Entries from a dataset
<<<<
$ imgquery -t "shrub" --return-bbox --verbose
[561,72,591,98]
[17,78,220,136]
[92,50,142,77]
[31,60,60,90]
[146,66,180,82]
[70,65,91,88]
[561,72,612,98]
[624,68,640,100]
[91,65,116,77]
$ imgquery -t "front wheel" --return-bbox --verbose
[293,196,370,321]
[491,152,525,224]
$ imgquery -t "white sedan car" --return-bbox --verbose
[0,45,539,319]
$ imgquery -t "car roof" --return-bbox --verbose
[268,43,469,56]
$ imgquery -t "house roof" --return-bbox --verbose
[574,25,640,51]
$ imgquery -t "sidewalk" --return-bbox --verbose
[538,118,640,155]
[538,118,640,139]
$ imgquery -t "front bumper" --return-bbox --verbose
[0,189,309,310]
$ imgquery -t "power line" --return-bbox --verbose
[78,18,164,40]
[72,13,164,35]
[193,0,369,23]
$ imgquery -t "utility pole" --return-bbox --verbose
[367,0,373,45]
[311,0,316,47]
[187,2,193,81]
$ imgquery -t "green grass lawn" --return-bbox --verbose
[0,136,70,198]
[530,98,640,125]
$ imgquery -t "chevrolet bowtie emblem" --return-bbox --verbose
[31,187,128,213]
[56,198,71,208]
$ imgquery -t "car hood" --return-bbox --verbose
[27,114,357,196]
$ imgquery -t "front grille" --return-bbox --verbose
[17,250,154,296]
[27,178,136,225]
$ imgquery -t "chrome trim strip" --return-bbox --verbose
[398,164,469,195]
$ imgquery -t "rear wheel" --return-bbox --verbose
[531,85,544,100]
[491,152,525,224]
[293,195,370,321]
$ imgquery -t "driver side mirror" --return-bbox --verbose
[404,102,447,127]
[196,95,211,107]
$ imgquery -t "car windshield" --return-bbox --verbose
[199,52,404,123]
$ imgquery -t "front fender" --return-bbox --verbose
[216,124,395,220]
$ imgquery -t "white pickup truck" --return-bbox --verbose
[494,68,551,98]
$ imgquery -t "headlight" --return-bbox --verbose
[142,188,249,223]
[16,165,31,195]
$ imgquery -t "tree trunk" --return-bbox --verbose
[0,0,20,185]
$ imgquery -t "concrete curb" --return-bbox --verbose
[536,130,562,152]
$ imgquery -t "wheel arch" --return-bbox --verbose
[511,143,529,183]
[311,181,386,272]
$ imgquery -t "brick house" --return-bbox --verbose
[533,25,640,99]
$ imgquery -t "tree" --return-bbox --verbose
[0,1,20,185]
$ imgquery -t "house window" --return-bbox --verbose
>>>>
What you have to do. Express every line of the records above as a JSON list of strings, one string per line and no strings for blank lines.

Exercise output.
[
  "$ imgquery -t \"shrub\" --return-bbox --verbose",
  "[561,72,591,98]",
  "[17,78,220,136]",
  "[92,50,142,77]",
  "[31,60,60,90]",
  "[146,66,180,82]",
  "[70,65,91,88]",
  "[561,72,612,98]",
  "[624,68,640,100]",
  "[91,65,116,77]",
  "$ imgquery -t \"front wheel\" --return-bbox --verbose",
  "[293,196,370,321]",
  "[491,152,525,224]",
  "$ imgquery -t \"white sedan car\" --return-bbox --verbose",
  "[0,45,539,319]",
  "$ imgquery -t \"car roof\" --return-bbox --verbose",
  "[268,43,469,56]",
  "$ imgquery -t \"house roof\" --return-bbox --verbose",
  "[574,25,640,51]",
  "$ imgquery -t \"sidewalk\" --return-bbox --verbose",
  "[538,118,640,155]",
  "[538,118,640,139]",
  "$ imgquery -t \"front bumper\" --return-bbox --verbose",
  "[0,189,309,310]",
  "$ imgquery -t \"power line\" --return-bbox --verbose",
  "[78,18,164,40]",
  "[72,13,164,35]",
  "[193,0,369,23]",
  "$ imgquery -t \"utility pole\" --return-bbox --verbose",
  "[367,0,373,45]",
  "[311,0,316,47]",
  "[187,2,193,81]",
  "$ imgquery -t \"green grass lawn\" --return-bbox --verbose",
  "[0,136,70,198]",
  "[530,98,640,125]",
  "$ imgquery -t \"chevrolet bowtie emblem\" --return-bbox --verbose",
  "[31,187,128,213]",
  "[56,198,71,208]",
  "$ imgquery -t \"car hood\" --return-bbox --verbose",
  "[27,114,357,196]",
  "$ imgquery -t \"front grille\" --return-bbox --verbose",
  "[17,250,154,296]",
  "[27,178,136,225]",
  "$ imgquery -t \"chrome trim strip\" --return-bbox --verbose",
  "[398,164,469,195]",
  "$ imgquery -t \"rear wheel\" --return-bbox --verbose",
  "[531,85,544,100]",
  "[491,152,525,224]",
  "[293,195,370,321]",
  "$ imgquery -t \"driver side mirror\" --return-bbox --verbose",
  "[404,102,447,127]",
  "[196,95,211,107]",
  "$ imgquery -t \"car windshield\" --return-bbox --verbose",
  "[199,52,404,123]",
  "$ imgquery -t \"front fender\" --return-bbox --verbose",
  "[216,124,395,220]",
  "$ imgquery -t \"white pickup truck\" --return-bbox --verbose",
  "[494,68,551,98]",
  "$ imgquery -t \"headlight\" --return-bbox --verbose",
  "[142,188,249,223]",
  "[16,165,31,195]",
  "$ imgquery -t \"tree trunk\" --return-bbox --verbose",
  "[0,0,20,185]",
  "$ imgquery -t \"concrete curb\" --return-bbox --verbose",
  "[536,130,562,152]",
  "$ imgquery -t \"wheel arch\" --return-bbox --verbose",
  "[511,143,529,183]",
  "[311,181,386,272]",
  "$ imgquery -t \"brick house\" --return-bbox --verbose",
  "[533,25,640,99]",
  "$ imgquery -t \"tree\" --return-bbox --verbose",
  "[0,1,20,185]",
  "$ imgquery -t \"house window\" --return-bbox --verbose"
]